**Textausschnitt:**
────────────────────
Die Forschung im Bereich Futtermittel und die Vermittlung von entsprechenden Kenntnissen in der Landwirtschaft sind unerlässlich und sie müssen in Zusammenarbeit mit allen Landwirten erfolgen. Hier möchte ich auf die Arbeit des Grünen Zentrums in Bredstedt hinweisen, aber auch auf die Arbeiten in Futterkamp, die sich mit der Zucht von Rindern beschäftigen. Es wird deutlich, dass diese Maßnahmen im Bereich Forschung und Entwicklung in der Landwirtschaft außerordentlich wichtig sind. Diese Bereiche werden von den möglichen zukünftigen Kürzungen bei der Landwirtschaftskammer hart getroffen werden. Es ist klar, dass die Finanzierung der Standesvertretung für die Landwirte wie auch bei anderen Berufszweigen auf andere finanzielle Beine gestellt werden muss. Gleichwohl muss man unter anderem die Forschungs- und Entwicklungsbereiche, die unter dem Dach der Landwirtschaftskammer angesiedelt sind, anders sehen.

(Beifall beim SSW)

Es handelt sich hier um Zukunftsinvestitionen, die auch im Sinne der Verbraucher sind. Selbstverständlich muss man versuchen, Synergieeffekte mit anderen Einrichtungen zu suchen. Aber man muss auch einen zeitlichen Rahmen schaffen, dass diese Synergieeffekte gesucht werden können. Daher schlage ich vor, dass sich die Landesregierung mit der Landwirtschaftskammer einmal an einen Tisch setzt, um über die zukünftige finanzielle Ausstattung der Kammer zu reden.

(Unruhe)

Meine Damen und Herren, da niemand in diesem Haus über einen Königsweg verfügt, wäre es ganz gut, wenn wir einander etwas mehr zuhörten.

Ich persönlich könnte mir vorstellen, dass anstelle einer institutionellen Förderung Zielvereinbarungen treten könnten, die Ziele und notwendige Mittel hierfür genau festschreiben und die dann auch zu einer einigermaßen stetigen und haushaltsunabhängigen Finanzierung führen müssen. Hierbei kann man dann bewusst auch ökologische Zielsetzungen in die Arbeit einbauen. Nach den gemachten Erfahrungen wäre dies nur zu begrüßen und läge auch im Interesse der konventionellen Landwirtschaft.

Die erneut aufgeflammte Diskussion über BSE und ihre Verbreitung hat dazu geführt, dass auch Regelungen für die Untersuchung von Rindern auf BSEErreger getroffen worden sind. So sollen Rinder, die über 30 Monate alt sind, ab jetzt auf BSE im Schnelltest untersucht werden. Vor dem Hintergrund, dass ein Großteil an Schlachtrindern ihren zweiten Geburtstag nicht erlebt, ist dies nur eine eingeschränkt gute Nachricht. Das jüngste Rind, bei dem BSE bisher erkannt wurde, war bei der Schlachtung 20 Monate alt und zeigte schon zu Lebzeiten deutliche Anzeichen von BSE. Rechnet man die Inkubationszeit ab, so hätte man bei diesem Rind theoretisch im Alter von 14 Monaten, sofern es zu diesem Zeitpunkt geschlachtet worden wäre, BSE erkennen können. Aus Verbraucherschutzgründen spricht diese Tatsache dafür, auch jüngere Rinder zu testen.
────────────────────
**Angezeigte Informationen:**

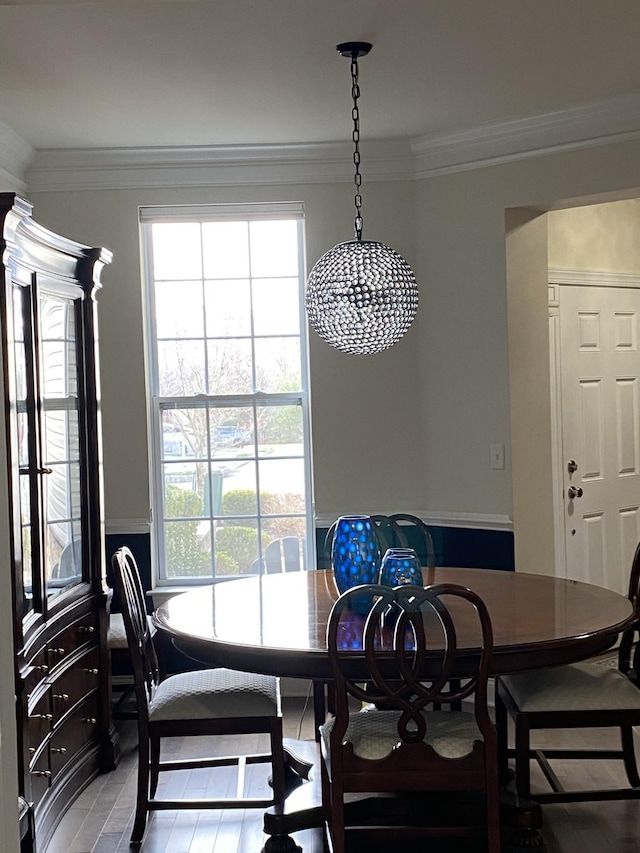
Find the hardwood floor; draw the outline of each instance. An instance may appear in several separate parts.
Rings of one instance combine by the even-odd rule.
[[[303,699],[284,700],[285,737],[311,740],[313,715],[310,707],[303,708]],[[58,826],[46,853],[129,853],[129,835],[133,821],[136,782],[135,724],[120,723],[123,755],[112,773],[104,774],[89,785]],[[613,739],[611,738],[613,735]],[[190,738],[174,744],[176,751],[204,754],[202,738]],[[223,743],[220,743],[224,740]],[[578,743],[584,746],[615,743],[610,732],[553,732],[537,733],[538,745]],[[224,752],[233,750],[230,739],[218,739]],[[253,747],[252,747],[253,748]],[[210,751],[210,746],[206,747]],[[571,785],[590,786],[625,784],[622,765],[594,762],[588,769],[584,762],[554,764],[562,780]],[[266,771],[251,768],[252,790],[266,785]],[[165,774],[167,792],[176,796],[185,792],[193,796],[212,795],[230,783],[224,774],[212,782],[211,771],[191,771]],[[161,782],[161,784],[163,784]],[[231,783],[232,784],[232,783]],[[532,786],[544,787],[544,780],[532,771]],[[569,784],[569,781],[567,781]],[[544,806],[542,835],[547,853],[637,853],[640,846],[640,804],[627,800],[609,803],[573,803]],[[322,853],[322,834],[307,830],[295,834],[303,853]],[[260,853],[264,843],[262,813],[258,810],[177,811],[156,812],[149,828],[142,853]],[[388,843],[381,847],[388,853]],[[468,851],[478,853],[478,845],[429,845],[430,853]],[[42,853],[42,851],[39,851]],[[369,845],[367,853],[374,853]],[[376,851],[377,853],[377,851]]]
────────────────────
**Deine Aufgabe:** Schreibe aus dem Textausschnitt die Stelle zwischen „Es handelt sich“ und „Kammer zu reden.“ wortgetreu heraus, beide eingeschlossen. Die Auflistung ist eigenständiges Material und gehört nicht zum Textausschnitt.

**Ergebnis der Übung:**
Es handelt sich hier um Zukunftsinvestitionen, die auch im Sinne der Verbraucher sind. Selbstverständlich muss man versuchen, Synergieeffekte mit anderen Einrichtungen zu suchen. Aber man muss auch einen zeitlichen Rahmen schaffen, dass diese Synergieeffekte gesucht werden können. Daher schlage ich vor, dass sich die Landesregierung mit der Landwirtschaftskammer einmal an einen Tisch setzt, um über die zukünftige finanzielle Ausstattung der Kammer zu reden.